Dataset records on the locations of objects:
**********

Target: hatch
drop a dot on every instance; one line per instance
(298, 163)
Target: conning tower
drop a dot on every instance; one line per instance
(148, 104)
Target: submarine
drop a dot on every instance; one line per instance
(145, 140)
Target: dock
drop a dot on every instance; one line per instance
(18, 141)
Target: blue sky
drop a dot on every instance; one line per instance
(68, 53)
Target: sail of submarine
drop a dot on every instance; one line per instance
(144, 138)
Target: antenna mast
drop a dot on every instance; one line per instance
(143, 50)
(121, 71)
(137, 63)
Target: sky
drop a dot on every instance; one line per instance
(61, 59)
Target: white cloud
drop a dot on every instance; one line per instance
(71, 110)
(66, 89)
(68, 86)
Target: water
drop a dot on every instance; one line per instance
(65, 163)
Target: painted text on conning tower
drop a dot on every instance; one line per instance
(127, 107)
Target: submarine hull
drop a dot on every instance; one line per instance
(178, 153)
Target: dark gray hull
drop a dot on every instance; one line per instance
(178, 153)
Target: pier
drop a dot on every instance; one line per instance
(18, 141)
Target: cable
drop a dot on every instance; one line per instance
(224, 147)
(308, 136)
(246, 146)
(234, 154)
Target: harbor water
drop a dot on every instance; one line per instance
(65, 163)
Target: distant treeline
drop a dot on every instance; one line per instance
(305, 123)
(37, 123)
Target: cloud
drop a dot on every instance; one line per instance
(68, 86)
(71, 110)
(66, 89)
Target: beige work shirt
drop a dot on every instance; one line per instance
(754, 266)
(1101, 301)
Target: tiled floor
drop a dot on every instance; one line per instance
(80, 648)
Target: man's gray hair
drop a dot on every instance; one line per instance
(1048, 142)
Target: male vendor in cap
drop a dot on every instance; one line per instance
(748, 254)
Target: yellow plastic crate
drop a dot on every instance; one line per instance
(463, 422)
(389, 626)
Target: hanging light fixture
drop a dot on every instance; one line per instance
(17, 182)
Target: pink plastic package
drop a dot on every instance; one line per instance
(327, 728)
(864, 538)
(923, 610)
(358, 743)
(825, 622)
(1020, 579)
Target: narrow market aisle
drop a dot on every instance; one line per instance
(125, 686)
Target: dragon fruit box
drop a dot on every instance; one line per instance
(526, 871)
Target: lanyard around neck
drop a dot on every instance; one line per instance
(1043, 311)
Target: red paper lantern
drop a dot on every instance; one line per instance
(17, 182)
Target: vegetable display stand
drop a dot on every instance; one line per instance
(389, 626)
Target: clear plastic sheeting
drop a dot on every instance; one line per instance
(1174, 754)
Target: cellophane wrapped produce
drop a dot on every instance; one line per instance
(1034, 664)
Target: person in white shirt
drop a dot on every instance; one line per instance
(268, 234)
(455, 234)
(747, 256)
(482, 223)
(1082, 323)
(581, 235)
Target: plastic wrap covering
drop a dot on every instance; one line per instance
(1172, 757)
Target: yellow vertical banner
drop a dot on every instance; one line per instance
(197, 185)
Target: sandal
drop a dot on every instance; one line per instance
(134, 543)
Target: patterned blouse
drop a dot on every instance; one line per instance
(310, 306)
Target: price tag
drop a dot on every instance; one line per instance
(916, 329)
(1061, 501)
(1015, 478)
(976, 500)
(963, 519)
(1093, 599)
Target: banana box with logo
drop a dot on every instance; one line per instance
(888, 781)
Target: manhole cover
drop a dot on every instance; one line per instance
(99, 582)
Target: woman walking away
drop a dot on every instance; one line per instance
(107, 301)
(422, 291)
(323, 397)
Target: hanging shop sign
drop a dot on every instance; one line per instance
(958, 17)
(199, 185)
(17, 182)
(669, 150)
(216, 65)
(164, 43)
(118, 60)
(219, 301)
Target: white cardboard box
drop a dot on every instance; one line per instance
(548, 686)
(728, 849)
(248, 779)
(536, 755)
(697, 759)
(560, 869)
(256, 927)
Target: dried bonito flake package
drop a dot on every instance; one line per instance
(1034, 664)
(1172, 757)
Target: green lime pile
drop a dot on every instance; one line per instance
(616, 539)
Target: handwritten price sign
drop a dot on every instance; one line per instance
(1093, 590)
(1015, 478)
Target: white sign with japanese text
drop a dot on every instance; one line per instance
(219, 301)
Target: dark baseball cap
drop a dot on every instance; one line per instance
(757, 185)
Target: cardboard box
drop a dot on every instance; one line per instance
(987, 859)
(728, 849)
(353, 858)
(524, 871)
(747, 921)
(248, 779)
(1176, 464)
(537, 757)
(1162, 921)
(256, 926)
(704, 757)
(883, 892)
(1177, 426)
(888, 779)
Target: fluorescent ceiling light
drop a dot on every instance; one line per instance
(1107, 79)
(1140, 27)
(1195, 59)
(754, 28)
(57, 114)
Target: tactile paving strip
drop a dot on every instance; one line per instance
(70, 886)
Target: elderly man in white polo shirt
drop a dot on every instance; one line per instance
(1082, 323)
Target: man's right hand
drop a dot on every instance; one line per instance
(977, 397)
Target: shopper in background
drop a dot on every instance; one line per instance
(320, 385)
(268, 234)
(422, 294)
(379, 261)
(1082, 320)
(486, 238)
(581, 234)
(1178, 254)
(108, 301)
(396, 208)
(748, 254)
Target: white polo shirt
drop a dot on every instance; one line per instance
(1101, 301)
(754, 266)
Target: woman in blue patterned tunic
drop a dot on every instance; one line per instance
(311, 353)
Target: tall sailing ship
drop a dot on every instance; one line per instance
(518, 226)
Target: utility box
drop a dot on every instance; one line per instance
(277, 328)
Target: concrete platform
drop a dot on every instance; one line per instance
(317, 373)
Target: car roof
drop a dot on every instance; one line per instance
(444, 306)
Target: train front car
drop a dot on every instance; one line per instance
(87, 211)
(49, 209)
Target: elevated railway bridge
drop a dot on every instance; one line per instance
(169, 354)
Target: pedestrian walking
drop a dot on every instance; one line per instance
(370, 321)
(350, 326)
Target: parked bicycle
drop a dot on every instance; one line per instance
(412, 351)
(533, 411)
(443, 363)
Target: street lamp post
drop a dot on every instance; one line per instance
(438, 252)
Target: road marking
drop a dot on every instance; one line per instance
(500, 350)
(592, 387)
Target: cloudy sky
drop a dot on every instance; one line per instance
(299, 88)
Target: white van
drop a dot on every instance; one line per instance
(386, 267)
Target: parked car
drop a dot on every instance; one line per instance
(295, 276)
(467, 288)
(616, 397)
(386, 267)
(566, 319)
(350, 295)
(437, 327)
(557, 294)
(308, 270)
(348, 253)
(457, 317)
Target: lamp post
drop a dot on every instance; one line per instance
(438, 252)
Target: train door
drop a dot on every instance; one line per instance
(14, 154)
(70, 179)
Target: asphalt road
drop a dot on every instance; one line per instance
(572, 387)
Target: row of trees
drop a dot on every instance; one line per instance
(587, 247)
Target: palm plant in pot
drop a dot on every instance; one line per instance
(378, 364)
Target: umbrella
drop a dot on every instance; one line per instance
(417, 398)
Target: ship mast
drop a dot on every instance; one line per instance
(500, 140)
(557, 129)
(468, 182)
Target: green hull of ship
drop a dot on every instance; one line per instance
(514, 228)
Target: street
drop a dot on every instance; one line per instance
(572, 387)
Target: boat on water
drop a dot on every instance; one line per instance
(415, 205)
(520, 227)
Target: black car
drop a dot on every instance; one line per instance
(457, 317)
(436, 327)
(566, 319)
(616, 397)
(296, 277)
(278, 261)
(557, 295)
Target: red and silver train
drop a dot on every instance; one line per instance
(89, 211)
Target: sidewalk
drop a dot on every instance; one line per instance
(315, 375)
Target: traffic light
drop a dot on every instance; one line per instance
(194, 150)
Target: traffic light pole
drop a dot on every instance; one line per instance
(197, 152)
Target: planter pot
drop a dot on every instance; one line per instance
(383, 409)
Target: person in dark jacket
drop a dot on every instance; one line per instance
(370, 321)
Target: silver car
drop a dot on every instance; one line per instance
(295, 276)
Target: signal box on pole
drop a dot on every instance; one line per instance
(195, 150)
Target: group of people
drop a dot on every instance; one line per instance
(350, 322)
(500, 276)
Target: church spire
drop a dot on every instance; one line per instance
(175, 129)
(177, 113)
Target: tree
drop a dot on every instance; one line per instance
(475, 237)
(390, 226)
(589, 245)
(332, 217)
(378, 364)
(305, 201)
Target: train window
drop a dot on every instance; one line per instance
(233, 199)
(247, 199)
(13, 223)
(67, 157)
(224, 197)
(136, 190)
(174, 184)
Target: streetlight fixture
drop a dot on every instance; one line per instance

**********

Output the records from the line containing "Target: sidewalk" through the end of the records as a JSON list of strings, one string per line, with blank lines left out.

[
  "Target: sidewalk",
  "drop a dot on every instance; one line per instance",
  "(315, 375)",
  "Target: traffic light",
  "drop a dot on every instance; one line per instance",
  "(194, 150)",
  "Target: traffic light pole",
  "drop a dot on every instance; one line per instance",
  "(197, 152)",
  "Target: planter pot",
  "drop a dot on every instance; one line per instance",
  "(383, 409)",
  "Target: person in dark jacket",
  "drop a dot on every instance; one line per instance",
  "(370, 321)",
  "Target: silver car",
  "drop a dot on every instance; one line per instance",
  "(295, 276)",
  "Target: signal box on pole",
  "drop a dot on every instance; one line per instance",
  "(195, 150)",
  "Target: group of people",
  "drop a dot on every instance; one line per instance",
  "(350, 322)",
  "(500, 276)",
  "Target: church spire",
  "drop a dot on every instance; one line per instance",
  "(175, 129)",
  "(177, 113)",
  "Target: tree",
  "drop a dot on every instance; one line per instance",
  "(475, 237)",
  "(390, 226)",
  "(589, 245)",
  "(332, 217)",
  "(378, 364)",
  "(305, 201)",
  "Target: train window",
  "drop a dot on every instance; one line per instance",
  "(233, 199)",
  "(247, 199)",
  "(13, 223)",
  "(67, 157)",
  "(224, 197)",
  "(136, 190)",
  "(174, 184)",
  "Target: streetlight fixture",
  "drop a dot on every instance; one line per instance"
]